--- start of EXCERPTED PASSAGE ---
I don’t want to hear the childish “Well, Saddam tortured them worse” line of reasoning.  I’ve had it. Two wrongs have never made a right. These people need to be impeached.


 


http://www.nytimes.com/2004/06/08/politics/08ABUS.html?hp=&pagewanted=print&position=


 


June 8, 2004
Lawyers Decided Bans on Torture Didn't Bind Bush

By NEIL A. LEWIS and ERIC SCHMITT







 


WASHINGTON, June 7 — A team of administration lawyers concluded in a March 2003 legal memorandum that President Bush was not bound by either an international treaty prohibiting torture or by a federal antitorture law because he had the authority as commander in chief to approve any technique needed to protect the nation's security.


The memo, prepared for Defense Secretary Donald H. Rumsfeld, also said that any executive branch officials, including those in the military, could be immune from domestic and international prohibitions against torture for a variety of reasons.


One reason, the lawyers said, would be if military personnel believed that they were acting on orders from superiors "except where the conduct goes so far as to be patently unlawful."


"In order to respect the president's inherent constitutional authority to manage a military campaign," the lawyers wrote in the 56-page confidential memorandum, the prohibition against torture "must be construed as inapplicable to interrogation undertaken pursuant to his commander-in-chief authority."


Senior Pentagon officials on Monday sought to minimize the significance of the March memo, one of several obtained by The New York Times, as an interim legal analysis that had no effect on revised interrogation procedures that Mr. Rumsfeld approved in April 2003 for the American military prison at Guantánamo Bay, Cuba.
--- end of EXCERPTED PASSAGE ---
§ **EXERCISE SET**
1) Reproduce word for word the stretch of the passage on the torture memo from "The memo, prepared" through "variety of reasons.".
2) Pick up the passage on the torture memo after its final sentence and keep writing.
The material after this passage on the torture memo isn't needed.
--- start of DATA PROVIDED ---
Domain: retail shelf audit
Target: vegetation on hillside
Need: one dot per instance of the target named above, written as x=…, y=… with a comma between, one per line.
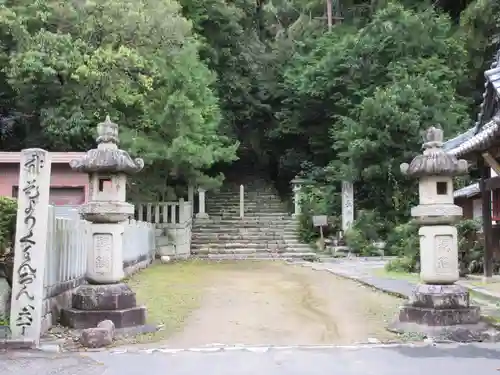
x=191, y=82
--- end of DATA PROVIDED ---
§ **OUTPUTS IN ORDER**
1)
The memo, prepared for Defense Secretary Donald H. Rumsfeld, also said that any executive branch officials, including those in the military, could be immune from domestic and international prohibitions against torture for a variety of reasons.

2)
"The April document was about interrogation techniques and procedures," said Lawrence Di Rita, the Pentagon's chief spokesman. "It was not a legal analysis."


Mr. Di Rita said the 24 interrogation procedures permitted at Guantánamo, four of which required Mr. Rumsfeld's explicit approval, did not constitute torture and were consistent with international treaties.


The March memorandum, which was first reported by The Wall Street Journal on Monday, is the latest internal legal study to be disclosed that shows that after the Sept. 11 terrorist attacks the administration's lawyers were set to work to find legal arguments to avoid restrictions imposed by international and American law.


A Jan. 22, 2002, memorandum from the Justice Department that provided arguments to keep American officials from being charged with war crimes for the way prisoners were detained and interrogated was used extensively as a basis for the March memorandum on avoiding proscriptions against torture.


The previously disclosed Justice Department memorandum concluded that administration officials were justified in asserting that the Geneva Conventions did not apply to detainees from the Afghanistan war.


Another memorandum obtained by The Times indicates that most of the administration's top lawyers, with the exception of those at the State Department and the Joint Chiefs of Staff, approved of the Justice Department's position that the Geneva Conventions did not apply to the war in Afghanistan. In addition, that memorandum, dated Feb. 2, 2002, noted that lawyers for the Central Intelligence Agency had asked for an explicit understanding that the administration's public pledge to abide by the spirit of the conventions did not apply to its operatives.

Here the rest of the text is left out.